[start]
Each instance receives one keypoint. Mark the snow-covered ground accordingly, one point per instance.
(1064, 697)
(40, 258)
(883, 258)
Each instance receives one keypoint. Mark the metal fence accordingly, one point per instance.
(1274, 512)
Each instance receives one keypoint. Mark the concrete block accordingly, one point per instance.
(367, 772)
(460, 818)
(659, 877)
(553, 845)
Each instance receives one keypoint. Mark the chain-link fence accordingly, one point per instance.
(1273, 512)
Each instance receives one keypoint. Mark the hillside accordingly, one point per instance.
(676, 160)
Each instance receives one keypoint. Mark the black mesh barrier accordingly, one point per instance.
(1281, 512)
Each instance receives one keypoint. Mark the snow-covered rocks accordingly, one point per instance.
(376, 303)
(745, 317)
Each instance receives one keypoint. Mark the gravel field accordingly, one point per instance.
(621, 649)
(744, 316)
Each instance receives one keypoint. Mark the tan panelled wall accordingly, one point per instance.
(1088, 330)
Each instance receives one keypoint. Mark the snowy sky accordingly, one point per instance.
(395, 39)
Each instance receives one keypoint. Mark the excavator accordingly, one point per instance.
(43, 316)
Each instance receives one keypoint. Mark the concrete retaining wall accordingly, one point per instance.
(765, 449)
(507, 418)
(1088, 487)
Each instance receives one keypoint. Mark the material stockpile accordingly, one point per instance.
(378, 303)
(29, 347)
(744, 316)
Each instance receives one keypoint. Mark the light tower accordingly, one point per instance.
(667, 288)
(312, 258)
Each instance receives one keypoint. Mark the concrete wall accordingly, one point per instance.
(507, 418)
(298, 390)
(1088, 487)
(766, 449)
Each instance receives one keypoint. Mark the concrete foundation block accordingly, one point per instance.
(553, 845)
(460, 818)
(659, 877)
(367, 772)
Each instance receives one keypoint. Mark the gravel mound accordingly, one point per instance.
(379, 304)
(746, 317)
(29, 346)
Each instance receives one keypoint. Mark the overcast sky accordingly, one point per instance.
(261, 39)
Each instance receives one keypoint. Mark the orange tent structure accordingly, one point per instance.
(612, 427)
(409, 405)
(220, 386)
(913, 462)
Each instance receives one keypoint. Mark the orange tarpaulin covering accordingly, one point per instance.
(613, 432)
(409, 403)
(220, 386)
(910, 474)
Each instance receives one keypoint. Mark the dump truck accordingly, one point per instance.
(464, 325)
[end]
## [WORK REQUIRED]
Return all of the data above verbatim, line by line and in the original order.

## [FINAL ANSWER]
Each instance receives one keypoint. Mark the snow-covered ground accordingly, one point per instance.
(1064, 697)
(40, 258)
(883, 258)
Each instance receives one keypoint. Mark the metal fence accordingly, one point per instance.
(1274, 512)
Each instance receives one keypoint. Mark the concrete block accordingly, one point per instance.
(367, 772)
(460, 818)
(659, 877)
(553, 845)
Each instance receives one keypoint. Mark the chain-link fence accordingly, one point per instance.
(1273, 512)
Each instance receives one keypoint. Mark the hillside accordingly, one point per instance.
(676, 160)
Each instance receives one keypoint. Mark the black mesh barrier accordingly, one point per instance.
(1281, 512)
Each instance receives one keypoint. Mark the snow-covered rocks accordingly, one point per instance.
(376, 303)
(745, 317)
Each instance receives one keypoint. Mark the gravel field accordingly, one point per instance.
(621, 649)
(744, 316)
Each instance receives one keypoint. Mark the tan panelled wall accordingly, one point per instance.
(1088, 330)
Each instance receives one keypoint. Mark the snowy sky accordingly, one point per instance.
(395, 39)
Each instance receives one keypoint. Mark the excavator accordingly, one point per instance.
(43, 316)
Each instance receives one keypoint. Mark the concrete retaining wall accordingly, one point per instance.
(765, 449)
(507, 418)
(1088, 487)
Each instance receives one keypoint. Mark the material stockpile accordingly, one point per instance.
(378, 303)
(29, 347)
(744, 316)
Each instance receives one keypoint. Mark the light tower accordingly, one point per instance.
(667, 288)
(312, 258)
Each instance receives one keypoint. Mark the concrete wall accordingly, one point per instance.
(507, 418)
(298, 390)
(1088, 487)
(766, 449)
Each instance receives one keypoint. Mark the concrete foundation block accordingly, one point per instance.
(553, 845)
(460, 818)
(659, 877)
(367, 772)
Each instance receives one keypoint. Mark the gravel mound accordingly, one point per instance.
(379, 304)
(746, 317)
(29, 346)
Each instance receives one keypoint. Mark the overcast sky accordingly, one point per instance.
(261, 39)
Each instance receives one keypoint. Mark the orange tent structure accordingly, one point per instance.
(612, 427)
(409, 405)
(220, 386)
(913, 462)
Each instance receives one keypoint. Mark the orange tarpaulin covering accordingly, one point per instance.
(613, 432)
(409, 403)
(220, 386)
(910, 474)
Each instance receives one keypoint. Mark the dump truck accordingly, one point per instance.
(464, 325)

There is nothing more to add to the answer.